Retome o texto sobre as atividades das parcerias da SPPA, prosseguindo a partir da última frase apresentada.

**TRECHO PARA ANÁLISE**:
....
Quanto às atividades específicas de cada parceria, destacam-se alguns aspectos.

Na parceria Smed/SPPA, trabalha-se com as Escolas de Ensino Fundamental, através de Rodas de Conversa realizadas com os professores de colégios que têm enfrentado graves problemas de recursos humanos e de infraestrutura. Mudou-se a metodologia de trabalho com os educadores, indo até as escolas ao invés de recebê-los na SPPA. Por solicitação da SMED, passou-se a fazer Rodas de Conversa (RC) quinzenais, estas sim na SPPA, com diretores, vice-diretores e orientadores educacionais de seis instituições que estavam sofrendo muita violência. A partir destes encontros, identificou-se, entre outros fatores, o alto grau de adoecimento dos educadores, causado por escassez de recursos humanos e péssimas condições de infraestrutura. Com base nisto, traçaram-se estratégias: quatro RC em cada uma destas escolas e, a partir destas, pensar as próximas ações.

Em função de tais problemas, foi publicado texto no Jornal ZH, junto com o grupo do Projeto Pescar/SPPA e a Diretoria da SPPA, testemunhando as vivências em relação às idas feitas nas escolas. Clique aqui para ler o artigo.
....
**TRECHOS DE DADOS**:
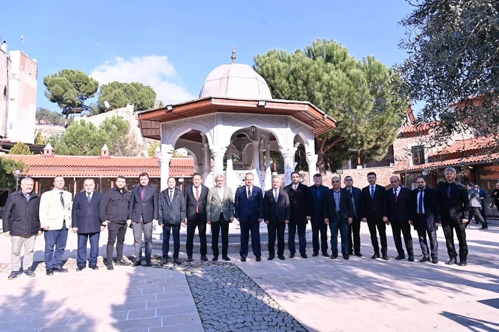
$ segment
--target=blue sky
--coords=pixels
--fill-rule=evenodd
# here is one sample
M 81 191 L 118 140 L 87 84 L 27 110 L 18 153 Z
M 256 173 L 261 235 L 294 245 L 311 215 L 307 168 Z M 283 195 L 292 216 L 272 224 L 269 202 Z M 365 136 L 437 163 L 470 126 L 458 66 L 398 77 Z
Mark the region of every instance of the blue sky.
M 8 1 L 1 38 L 38 64 L 38 106 L 60 111 L 43 95 L 43 77 L 65 68 L 101 84 L 138 81 L 166 104 L 197 97 L 205 79 L 230 62 L 273 48 L 293 51 L 333 39 L 357 59 L 373 55 L 391 66 L 407 54 L 397 24 L 411 8 L 403 0 L 288 1 Z

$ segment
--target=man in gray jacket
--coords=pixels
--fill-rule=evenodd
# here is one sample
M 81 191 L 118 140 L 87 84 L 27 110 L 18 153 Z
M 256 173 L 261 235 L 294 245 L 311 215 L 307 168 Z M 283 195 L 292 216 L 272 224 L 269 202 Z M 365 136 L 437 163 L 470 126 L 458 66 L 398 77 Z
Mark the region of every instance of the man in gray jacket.
M 487 229 L 489 228 L 487 222 L 484 219 L 484 217 L 480 213 L 482 210 L 482 200 L 480 199 L 480 195 L 474 187 L 473 182 L 470 182 L 468 184 L 468 197 L 470 198 L 470 217 L 468 221 L 466 223 L 466 226 L 470 224 L 470 220 L 471 218 L 475 217 L 475 220 L 482 224 L 482 228 L 480 229 Z

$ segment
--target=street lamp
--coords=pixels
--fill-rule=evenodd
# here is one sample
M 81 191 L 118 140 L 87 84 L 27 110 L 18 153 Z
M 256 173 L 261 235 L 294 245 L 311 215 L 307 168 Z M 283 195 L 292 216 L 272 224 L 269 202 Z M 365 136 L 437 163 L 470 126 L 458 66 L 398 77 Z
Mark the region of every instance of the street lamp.
M 19 169 L 15 170 L 15 190 L 17 190 L 17 186 L 19 185 L 19 177 L 21 176 L 21 171 Z

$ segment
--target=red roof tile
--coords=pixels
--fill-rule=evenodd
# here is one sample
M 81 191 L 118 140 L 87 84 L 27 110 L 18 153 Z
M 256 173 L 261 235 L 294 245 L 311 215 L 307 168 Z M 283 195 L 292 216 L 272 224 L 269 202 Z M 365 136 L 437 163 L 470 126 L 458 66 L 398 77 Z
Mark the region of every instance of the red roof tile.
M 101 158 L 84 156 L 47 157 L 40 155 L 5 155 L 3 157 L 22 161 L 29 166 L 29 169 L 23 175 L 35 177 L 57 175 L 110 177 L 120 175 L 133 177 L 138 176 L 142 172 L 147 172 L 153 177 L 159 177 L 161 175 L 159 160 L 156 158 L 111 156 Z M 170 162 L 171 176 L 189 177 L 194 171 L 194 160 L 192 157 L 175 157 Z

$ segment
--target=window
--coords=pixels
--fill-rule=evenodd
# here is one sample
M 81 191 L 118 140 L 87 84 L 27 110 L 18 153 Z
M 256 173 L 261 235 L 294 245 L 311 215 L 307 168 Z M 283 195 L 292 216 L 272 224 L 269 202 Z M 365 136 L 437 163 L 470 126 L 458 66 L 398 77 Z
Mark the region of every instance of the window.
M 425 147 L 422 145 L 416 145 L 411 148 L 412 155 L 412 165 L 421 165 L 425 163 Z

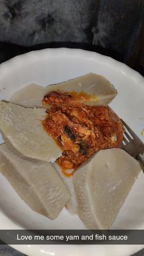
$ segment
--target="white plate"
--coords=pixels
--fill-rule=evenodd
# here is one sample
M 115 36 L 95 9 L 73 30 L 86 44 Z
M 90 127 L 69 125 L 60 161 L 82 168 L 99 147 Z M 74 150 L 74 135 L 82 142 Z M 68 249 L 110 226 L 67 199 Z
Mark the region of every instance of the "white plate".
M 31 82 L 42 86 L 60 82 L 93 72 L 108 79 L 118 90 L 113 109 L 144 141 L 144 79 L 110 57 L 79 49 L 47 49 L 16 57 L 0 65 L 0 100 Z M 2 142 L 2 141 L 1 141 Z M 115 221 L 113 229 L 144 229 L 144 175 L 140 174 Z M 139 189 L 138 189 L 139 188 Z M 77 216 L 65 209 L 55 221 L 35 213 L 0 175 L 1 229 L 83 229 Z M 131 212 L 131 214 L 129 214 Z M 29 255 L 129 255 L 143 246 L 13 246 Z

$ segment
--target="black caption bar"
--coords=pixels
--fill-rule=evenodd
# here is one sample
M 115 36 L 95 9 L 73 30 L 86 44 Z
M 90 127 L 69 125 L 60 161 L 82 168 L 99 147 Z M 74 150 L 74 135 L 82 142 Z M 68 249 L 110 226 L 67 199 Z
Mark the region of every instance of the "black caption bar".
M 144 230 L 0 230 L 1 244 L 144 244 Z

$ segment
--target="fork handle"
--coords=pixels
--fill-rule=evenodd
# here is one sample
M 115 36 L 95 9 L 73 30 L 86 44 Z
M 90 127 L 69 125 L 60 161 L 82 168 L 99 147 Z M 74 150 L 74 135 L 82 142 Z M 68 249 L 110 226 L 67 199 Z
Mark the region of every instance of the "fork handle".
M 138 160 L 138 162 L 139 163 L 140 167 L 142 169 L 142 170 L 144 172 L 144 153 L 143 154 L 139 154 L 137 156 L 137 159 Z

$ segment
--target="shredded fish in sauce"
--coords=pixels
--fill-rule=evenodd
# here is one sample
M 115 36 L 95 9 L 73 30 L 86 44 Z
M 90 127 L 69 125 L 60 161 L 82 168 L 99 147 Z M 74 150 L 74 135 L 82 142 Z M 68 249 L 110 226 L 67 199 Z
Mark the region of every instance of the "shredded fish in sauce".
M 44 105 L 51 106 L 46 110 L 43 125 L 63 150 L 57 163 L 67 176 L 72 175 L 95 152 L 120 147 L 123 141 L 123 126 L 117 115 L 109 106 L 81 103 L 81 98 L 88 98 L 87 95 L 76 97 L 76 93 L 54 91 L 43 100 Z M 80 102 L 76 100 L 78 97 Z

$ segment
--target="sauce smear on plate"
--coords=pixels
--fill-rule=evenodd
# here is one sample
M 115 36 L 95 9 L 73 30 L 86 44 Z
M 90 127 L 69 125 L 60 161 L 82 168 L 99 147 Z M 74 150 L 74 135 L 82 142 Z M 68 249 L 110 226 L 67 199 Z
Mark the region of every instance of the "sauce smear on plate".
M 43 100 L 44 105 L 51 106 L 46 110 L 43 125 L 63 150 L 57 163 L 68 177 L 95 152 L 120 147 L 123 141 L 123 126 L 117 115 L 109 106 L 76 102 L 81 97 L 90 95 L 54 91 Z

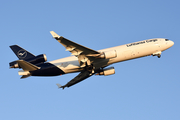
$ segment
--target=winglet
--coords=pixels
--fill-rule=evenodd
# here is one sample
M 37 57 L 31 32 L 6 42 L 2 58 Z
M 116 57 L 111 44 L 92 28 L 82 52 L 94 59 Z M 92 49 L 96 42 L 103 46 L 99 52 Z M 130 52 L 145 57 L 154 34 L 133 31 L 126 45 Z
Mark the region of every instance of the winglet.
M 59 83 L 57 83 L 56 85 L 58 86 L 58 88 L 61 88 L 61 87 L 62 87 Z
M 60 36 L 55 33 L 54 31 L 50 31 L 51 35 L 53 36 L 53 38 L 60 38 Z

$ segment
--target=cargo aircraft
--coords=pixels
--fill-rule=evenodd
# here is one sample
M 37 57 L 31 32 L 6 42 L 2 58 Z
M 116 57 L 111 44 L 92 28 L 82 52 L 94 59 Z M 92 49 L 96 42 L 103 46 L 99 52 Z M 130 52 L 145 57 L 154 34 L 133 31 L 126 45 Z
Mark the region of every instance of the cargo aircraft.
M 50 31 L 50 33 L 65 47 L 66 51 L 72 53 L 72 56 L 46 62 L 45 54 L 35 56 L 18 45 L 12 45 L 10 48 L 19 60 L 10 62 L 9 65 L 10 68 L 23 69 L 18 72 L 19 75 L 22 75 L 21 78 L 80 72 L 66 85 L 57 84 L 59 88 L 63 89 L 94 74 L 104 76 L 115 74 L 114 67 L 107 67 L 113 63 L 149 55 L 160 58 L 163 51 L 174 45 L 174 42 L 169 39 L 155 38 L 96 51 L 59 36 L 54 31 Z

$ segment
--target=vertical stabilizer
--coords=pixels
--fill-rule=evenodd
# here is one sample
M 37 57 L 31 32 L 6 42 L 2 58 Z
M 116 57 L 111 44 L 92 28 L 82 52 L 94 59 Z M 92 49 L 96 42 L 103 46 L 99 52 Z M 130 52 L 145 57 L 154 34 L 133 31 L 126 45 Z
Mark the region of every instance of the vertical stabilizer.
M 32 53 L 28 52 L 27 50 L 19 47 L 18 45 L 12 45 L 9 47 L 12 49 L 12 51 L 16 54 L 16 56 L 20 60 L 27 60 L 27 59 L 35 57 L 35 55 L 33 55 Z

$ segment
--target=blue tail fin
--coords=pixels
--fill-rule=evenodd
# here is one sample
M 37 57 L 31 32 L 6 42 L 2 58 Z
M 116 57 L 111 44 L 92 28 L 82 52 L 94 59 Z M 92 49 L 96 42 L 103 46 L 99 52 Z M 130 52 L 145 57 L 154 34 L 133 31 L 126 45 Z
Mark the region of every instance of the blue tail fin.
M 33 55 L 32 53 L 28 52 L 27 50 L 19 47 L 18 45 L 12 45 L 9 47 L 12 49 L 12 51 L 16 54 L 16 56 L 20 60 L 27 60 L 27 59 L 35 57 L 35 55 Z

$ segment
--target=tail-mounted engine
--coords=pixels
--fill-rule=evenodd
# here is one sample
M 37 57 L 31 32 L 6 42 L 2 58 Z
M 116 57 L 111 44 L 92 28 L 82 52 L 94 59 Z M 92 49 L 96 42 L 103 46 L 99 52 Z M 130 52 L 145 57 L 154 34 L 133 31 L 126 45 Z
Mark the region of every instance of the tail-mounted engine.
M 45 54 L 41 54 L 41 55 L 35 56 L 33 58 L 27 59 L 25 61 L 36 65 L 36 64 L 39 64 L 39 63 L 46 62 L 47 57 L 46 57 Z M 10 68 L 21 68 L 16 61 L 10 62 L 9 65 L 10 65 Z
M 110 68 L 103 69 L 102 71 L 100 71 L 100 72 L 97 73 L 96 75 L 104 75 L 104 76 L 107 76 L 107 75 L 112 75 L 112 74 L 115 74 L 115 69 L 114 69 L 114 67 L 110 67 Z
....
**RESULTADO DA TAREFA**:
Na parceria Grupo Pescar/SPPA, este ano foi retomado o trabalho na modalidade presencial com os adolescentes nas unidades do Projeto Pescar. Além disso, deu-se continuidade às Rodas de Conversa com os educadores sociais de diversas regiões do país. No primeiro semestre, o grupo iniciou as RC com os adolescentes em uma unidade da região ribeirinha de Porto Alegre que tem como proposta o desenvolvimento pessoal e a cidadania dos jovens. Eles mostraram um profundo desânimo e sofrimento devido ao desamparo e à violência decorrente das precárias condições socioeconômicas em que vivem junto às suas famílias. “Pareciam desacreditados quanto às perspectivas futuras de crescimento educacional e psicossocial”, avalia Josênia Heck Munhoz, que participou da Roda de Conversa.

Em paralelo, aconteceram RC com três grupos de educadores sociais de diferentes unidades, incluindo supervisores do Projeto Pescar. O tema proposto para discussão foi: Repercussões do trabalho com adolescentes no educador social. “Frente ao tema, os educadores empáticos e sensíveis mostraram-se mobilizados e um tanto impotentes diante das sucessivas vivências traumáticas às quais os jovens e suas famílias encontram-se submetidos”, complementa Ivani Bressan, também membro atuante do grupo Pescar/SPPA.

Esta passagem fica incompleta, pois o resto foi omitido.